**Exercise objective:** Return the passage from the post below about starting chemotherapy word for word, starting with "I’ve had one" and going on through "did other work.".

**Page extract:**
---

Chemo starts

I’ve had one chemotherapy treatment so far and several more to go.

The actual treatment part wasn’t so bad. The CAMC Cancer Center is nice and quiet. Each patient area has a recliner and a television.

The hospital’s no-visitor policy is still in effect, so I went alone. I didn’t mind.


The nurses are kind. They brought me cookies and were great at distracting me by talking at any chance of pain or discomfort.

I brought a laptop, listened in on a meeting call, responded to emails and did other work.

Chemo is administered through a port the surgeon implanted beneath my skin below my left collarbone. Once the nurses start the IV, the worst part was over.

So far the only side effects to chemo I’ve had are these: I didn’t sleep well in the days after infusion, at times my thinking was fuzzy, and my face broke out really bad. I was expected to be sick to my stomach but the drugs they gave me must have knocked that out.

The prescription steroids they gave me after treatment made it impossible to sleep. The night after treatment, I woke up at 2 a.m. and was awake the entire day after that. It was miserable. The second night was only a little better.

I’d heard of “chemo fog,” or “chemo brain,” the terms cancer patients use for the concentration and thinking issues that chemotherapy gives them. I noticed it, too. Luckily that feeling was temporary.

I expect these are the last few days I’ll have my hair, but it hasn’t started to fall out yet

I’ve washed it more lately because there’s no chance over-washing is going to make it dry and brittle before it falls out. It might as well be clean so I can wear it down while I still have it.

I have a drawer full of head scarves ready to go.

---

**Provided material:**
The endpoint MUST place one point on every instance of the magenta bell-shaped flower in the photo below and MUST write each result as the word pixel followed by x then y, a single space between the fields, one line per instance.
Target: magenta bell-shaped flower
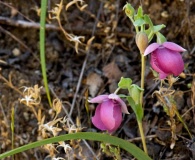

---

**Exercise response:**
I’ve had one chemotherapy treatment so far and several more to go.

The actual treatment part wasn’t so bad. The CAMC Cancer Center is nice and quiet. Each patient area has a recliner and a television.

The hospital’s no-visitor policy is still in effect, so I went alone. I didn’t mind.


The nurses are kind. They brought me cookies and were great at distracting me by talking at any chance of pain or discomfort.

I brought a laptop, listened in on a meeting call, responded to emails and did other work.